● **Direction**:
Retype all of the items below without changing any character, and omit the pictures from your answer.

Dataset items on object locations:
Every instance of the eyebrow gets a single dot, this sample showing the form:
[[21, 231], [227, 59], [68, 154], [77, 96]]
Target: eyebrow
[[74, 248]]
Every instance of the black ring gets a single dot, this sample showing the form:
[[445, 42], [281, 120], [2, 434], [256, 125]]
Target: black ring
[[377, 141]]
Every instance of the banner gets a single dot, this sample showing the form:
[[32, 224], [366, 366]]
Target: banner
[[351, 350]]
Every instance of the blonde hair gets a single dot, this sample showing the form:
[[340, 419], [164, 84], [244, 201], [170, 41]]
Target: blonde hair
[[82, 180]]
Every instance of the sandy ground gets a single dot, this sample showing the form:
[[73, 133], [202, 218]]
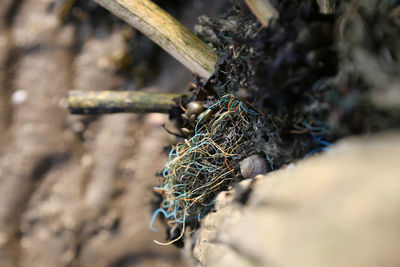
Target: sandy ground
[[74, 190]]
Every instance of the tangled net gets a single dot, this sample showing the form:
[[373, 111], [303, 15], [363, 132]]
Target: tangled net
[[206, 164]]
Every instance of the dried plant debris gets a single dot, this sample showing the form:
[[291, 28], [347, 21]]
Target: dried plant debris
[[281, 93]]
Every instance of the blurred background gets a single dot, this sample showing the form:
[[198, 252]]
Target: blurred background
[[77, 190]]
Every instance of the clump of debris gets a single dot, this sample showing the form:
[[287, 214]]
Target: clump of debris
[[279, 94]]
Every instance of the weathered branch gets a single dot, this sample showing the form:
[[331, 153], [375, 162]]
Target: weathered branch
[[263, 10], [327, 6], [167, 32], [91, 102]]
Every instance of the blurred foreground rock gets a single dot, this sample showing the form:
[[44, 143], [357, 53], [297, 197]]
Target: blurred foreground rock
[[341, 208]]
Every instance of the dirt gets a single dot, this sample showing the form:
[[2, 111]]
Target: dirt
[[77, 190]]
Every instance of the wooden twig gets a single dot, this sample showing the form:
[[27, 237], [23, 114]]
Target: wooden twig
[[327, 6], [263, 10], [92, 102], [167, 32]]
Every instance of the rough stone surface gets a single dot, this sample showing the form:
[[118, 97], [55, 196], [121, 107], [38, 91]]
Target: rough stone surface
[[340, 208]]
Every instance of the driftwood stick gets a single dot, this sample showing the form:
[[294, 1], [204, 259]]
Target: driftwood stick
[[327, 6], [263, 10], [167, 32], [92, 102]]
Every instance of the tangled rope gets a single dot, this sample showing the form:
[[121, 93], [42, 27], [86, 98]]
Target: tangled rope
[[206, 163]]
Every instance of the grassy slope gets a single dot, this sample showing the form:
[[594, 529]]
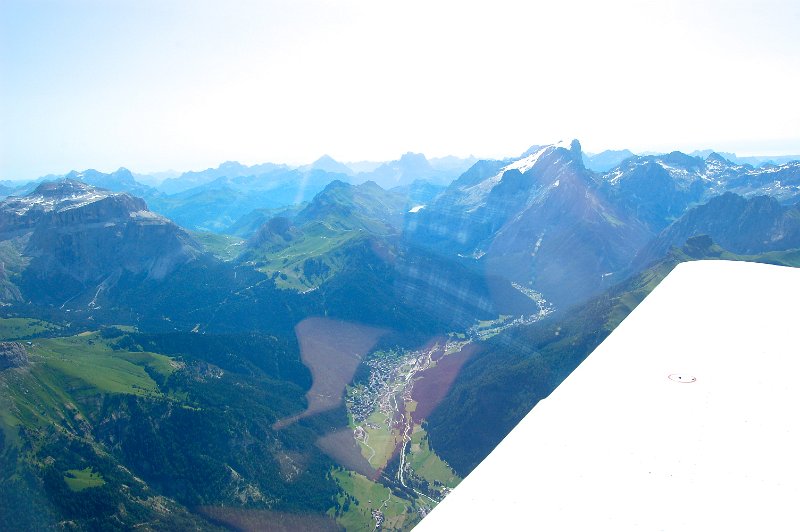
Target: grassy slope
[[224, 247]]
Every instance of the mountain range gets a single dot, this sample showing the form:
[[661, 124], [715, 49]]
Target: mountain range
[[319, 348]]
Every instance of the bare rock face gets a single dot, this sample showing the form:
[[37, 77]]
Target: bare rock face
[[13, 355], [73, 237]]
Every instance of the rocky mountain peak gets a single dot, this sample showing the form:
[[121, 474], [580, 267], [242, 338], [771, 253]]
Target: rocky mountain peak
[[13, 355]]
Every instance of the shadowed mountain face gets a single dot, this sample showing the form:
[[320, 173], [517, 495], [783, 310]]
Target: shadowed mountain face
[[745, 226], [541, 221], [362, 331]]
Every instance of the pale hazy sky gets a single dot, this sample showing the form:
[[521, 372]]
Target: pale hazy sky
[[154, 85]]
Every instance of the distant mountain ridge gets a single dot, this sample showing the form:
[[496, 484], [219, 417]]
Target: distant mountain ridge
[[68, 236]]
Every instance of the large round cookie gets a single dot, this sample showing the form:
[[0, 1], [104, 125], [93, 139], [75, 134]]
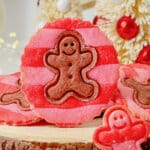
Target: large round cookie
[[69, 72]]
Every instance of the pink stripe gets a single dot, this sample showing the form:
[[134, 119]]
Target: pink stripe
[[41, 75], [105, 74], [36, 75], [81, 114], [9, 80], [45, 38]]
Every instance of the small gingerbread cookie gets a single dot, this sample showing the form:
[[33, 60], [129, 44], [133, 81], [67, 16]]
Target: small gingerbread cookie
[[65, 72], [134, 86], [120, 130], [14, 107]]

● **Answer to this exercise**:
Every instance of the eyebrow gets a single dot, this sample showing the form:
[[21, 231], [227, 59], [68, 154], [77, 96]]
Target: eyebrow
[[74, 248]]
Every instance of the black ring gets a single dot, this sample showing the form:
[[445, 42], [281, 120], [2, 434], [256, 125]]
Target: black ring
[[377, 141]]
Every instance of the banner gets a single dot, this sample showing the form:
[[32, 224], [366, 366]]
Target: banner
[[351, 350]]
Every instance of the blonde hair gets a single dot, this sample showing the form:
[[340, 419], [164, 84], [244, 201], [170, 41]]
Target: blonde hair
[[82, 180]]
Every instance of the sandy ground gets a single dot, this sample showing the form:
[[73, 133], [202, 218]]
Target: sandy ground
[[74, 190]]
Every instance of the tangled net gets a single dot, this sample showing the form:
[[373, 111], [303, 15], [363, 132]]
Target: tangled net
[[206, 164]]
Every instance of the dried plant debris gets a single dot, this sample showing the form:
[[291, 28], [347, 21]]
Target: dried plant debris
[[281, 93]]
Every instance of the blurred background gets a single dot, this sample showing the form:
[[198, 252]]
Target: blurred background
[[77, 190]]
Every instance of the clump of debris gets a single dot, this sample showing the form:
[[287, 214]]
Target: clump of debris
[[279, 94]]
Every instance of the weathered branch gets a single dot, this sample showing the form:
[[331, 153], [375, 162]]
Target: weathered branch
[[263, 10], [327, 6], [167, 32], [91, 102]]
Every instance of the blurred foreground rock gets a single dot, this sample showing the form:
[[44, 143], [357, 53], [297, 197]]
Target: blurred foreground rock
[[341, 208]]
Every instance of the dirt gets a single dot, this sample showing the form:
[[2, 111]]
Target: dirt
[[77, 190]]
Every instance of the wooden twig gets a single dot, this sample showing the form:
[[27, 237], [23, 114]]
Target: wooden twig
[[327, 6], [263, 10], [92, 102], [167, 32]]
Every instance of the rough stone surface gets a single dot, this sample showing the form:
[[118, 97], [55, 196], [121, 107], [38, 91]]
Target: rough stone surface
[[340, 208]]
Every instance of the driftwood stick gets a single dot, this sample showing the form:
[[294, 1], [204, 259]]
Target: driftwood stick
[[327, 6], [263, 10], [167, 32], [92, 102]]
Every instance of the tangled rope gets a single dot, this sample showing the form:
[[121, 93], [42, 27], [86, 98]]
Target: tangled rope
[[206, 163]]
Every instance of the grassy slope gets a single dot, this sample showing the form:
[[594, 529]]
Target: grassy slope
[[224, 247]]
Every instance of the mountain range gets a single dot, this sample showing the form:
[[661, 124], [715, 49]]
Target: mountain range
[[319, 348]]
Every instance of the bare rock face gets a single dot, this sample showing the form:
[[37, 77]]
Target: bare rock face
[[13, 355], [73, 237]]
Every instance of the rocky mountain peak gets a single dot, this sample showing the form:
[[121, 474], [580, 267], [242, 338], [771, 253]]
Target: rocky mountain peak
[[13, 355]]
Every instance of the shadowed mountain face gets a single dot, this sample showing the form:
[[320, 173], [517, 495], [783, 310]]
Target: shadowed mountain face
[[745, 226], [541, 221], [362, 331]]
Every instance of the pale hazy sky gets a single dot, this sample showing the form:
[[521, 372]]
Target: pale hazy sky
[[154, 85]]
Every instance of the distant mountain ridge gets a single dot, this sample showing the form:
[[496, 484], [219, 417]]
Target: distant mountain ridge
[[68, 236]]
Every instance of the large round cookie gets a single dot, this sample showing the form:
[[0, 1], [104, 125], [93, 139], [75, 134]]
Target: large round cookie
[[69, 72]]
Every instance of the pink stripe gets a single dot, this sample showing the form:
[[134, 119]]
Target: pink stripe
[[41, 75], [105, 74], [36, 75], [81, 114], [9, 80], [45, 38]]
Every instance of the small gingerbread cookie gets a single dot, this sample showing the form:
[[33, 60], [129, 44], [133, 81], [67, 16]]
Target: small gingerbread cookie
[[65, 72], [134, 86], [120, 130], [14, 107]]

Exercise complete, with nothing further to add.